■ Text under study:
——————
No. Forget all that. Now I have to send them a translated birth certificate and my bank details. After some time, they will decide to send me yet another form I have to fill out and send with a copy of my passport with a new photo. After some time, they might process that and send me a new Carte Vitale. Seriously?????

So now, I am required to collect a pile of “feuille de soins” or papers that verify any medical treatments I receive in order to be reimbursed retroactively. Seriously?????

Ah, another day in the life in France.

Common Expat Problem #2367: The Cost of Self-Advocacy

There are incredibly creepy corporations everywhere that feed on the certainties that people have busy lives and limited free time, and that those people’s desire to live in peace outweigh concerns over the pocket. Cable, phone, and insurance companies come to mind. When you are in your home country, battles over billing errors are frustrating but manageable. Most consumers don’t need to hire outside help to get things sorted…although some certainly do.
——————
■ Questions:
1) In the excerpt on expat life in France, what two items does the writer now have to send?
2) Repeat the part of the excerpt on expat life in France that begins at the words "So now, I am" and ends after the words "reimbursed retroactively. Seriously?????".
The records are unrelated to the text.

(Stored data)
——————
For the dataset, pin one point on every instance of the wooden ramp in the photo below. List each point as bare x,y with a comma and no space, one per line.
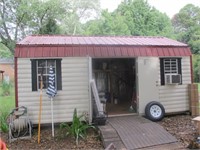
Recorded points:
136,132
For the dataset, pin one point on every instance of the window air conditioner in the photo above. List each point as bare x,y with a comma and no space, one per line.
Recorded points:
172,78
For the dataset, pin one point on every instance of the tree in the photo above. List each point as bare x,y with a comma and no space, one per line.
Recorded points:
132,17
108,24
50,28
19,18
142,19
78,12
187,26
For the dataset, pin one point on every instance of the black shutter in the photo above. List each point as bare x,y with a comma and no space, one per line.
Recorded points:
58,74
180,68
34,75
162,75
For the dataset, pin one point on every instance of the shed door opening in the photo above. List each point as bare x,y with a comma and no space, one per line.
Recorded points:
116,82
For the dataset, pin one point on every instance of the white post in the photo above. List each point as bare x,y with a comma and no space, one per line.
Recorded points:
52,117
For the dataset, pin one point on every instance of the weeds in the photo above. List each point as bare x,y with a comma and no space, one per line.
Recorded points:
78,128
3,120
6,88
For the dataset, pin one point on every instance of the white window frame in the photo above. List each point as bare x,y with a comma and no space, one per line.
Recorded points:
170,66
45,72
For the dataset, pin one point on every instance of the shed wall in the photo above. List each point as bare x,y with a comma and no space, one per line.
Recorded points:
174,98
74,93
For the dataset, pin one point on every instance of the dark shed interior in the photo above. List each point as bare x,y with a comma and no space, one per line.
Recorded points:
116,82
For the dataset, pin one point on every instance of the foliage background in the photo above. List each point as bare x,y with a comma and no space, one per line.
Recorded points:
19,18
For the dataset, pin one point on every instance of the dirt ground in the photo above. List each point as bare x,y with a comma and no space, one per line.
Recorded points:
183,128
58,142
180,126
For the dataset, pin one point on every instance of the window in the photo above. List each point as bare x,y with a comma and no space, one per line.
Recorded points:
169,66
41,66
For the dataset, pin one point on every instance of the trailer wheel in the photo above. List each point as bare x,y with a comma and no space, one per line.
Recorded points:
154,111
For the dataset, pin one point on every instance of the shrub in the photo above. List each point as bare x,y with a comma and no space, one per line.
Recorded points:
78,128
3,120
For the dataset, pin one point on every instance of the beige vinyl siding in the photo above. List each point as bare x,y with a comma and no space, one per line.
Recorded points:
74,93
175,98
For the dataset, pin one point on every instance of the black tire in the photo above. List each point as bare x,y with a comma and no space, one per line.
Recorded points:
154,111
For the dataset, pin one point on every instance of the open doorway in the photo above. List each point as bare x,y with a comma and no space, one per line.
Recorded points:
116,82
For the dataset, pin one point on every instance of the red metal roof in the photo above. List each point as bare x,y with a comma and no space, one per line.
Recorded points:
80,46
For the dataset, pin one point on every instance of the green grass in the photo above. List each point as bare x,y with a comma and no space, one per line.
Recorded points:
198,86
7,102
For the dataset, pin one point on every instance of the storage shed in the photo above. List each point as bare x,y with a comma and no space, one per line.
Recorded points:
129,73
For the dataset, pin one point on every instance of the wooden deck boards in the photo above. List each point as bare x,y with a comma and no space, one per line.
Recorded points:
135,132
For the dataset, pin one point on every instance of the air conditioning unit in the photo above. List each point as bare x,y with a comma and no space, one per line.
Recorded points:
172,78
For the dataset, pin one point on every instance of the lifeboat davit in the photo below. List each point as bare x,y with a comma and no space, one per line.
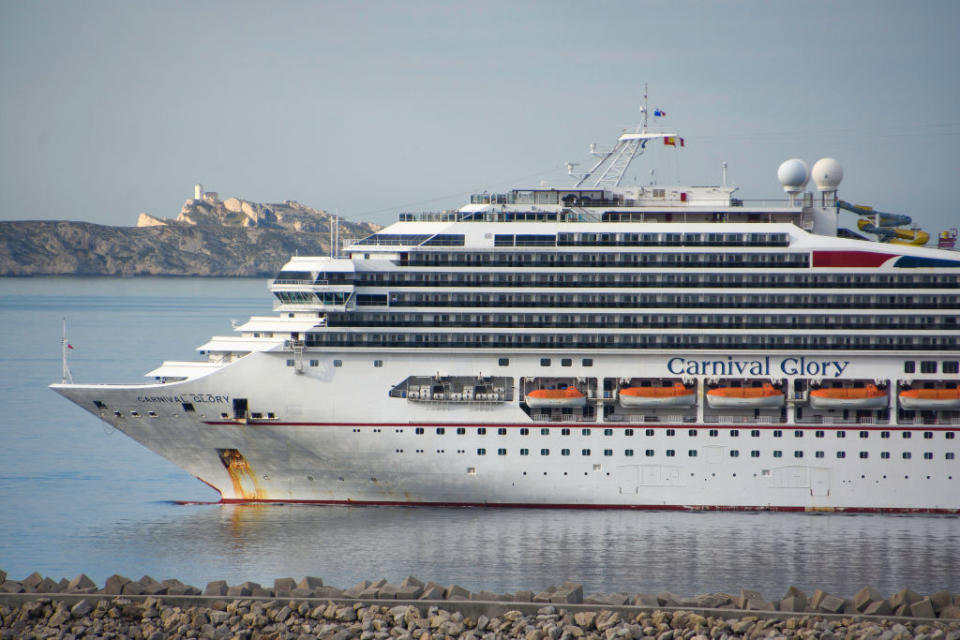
——————
■ Response list:
1) A translated birth certificate and bank details.

2)
So now, I am required to collect a pile of “feuille de soins” or papers that verify any medical treatments I receive in order to be reimbursed retroactively. Seriously?????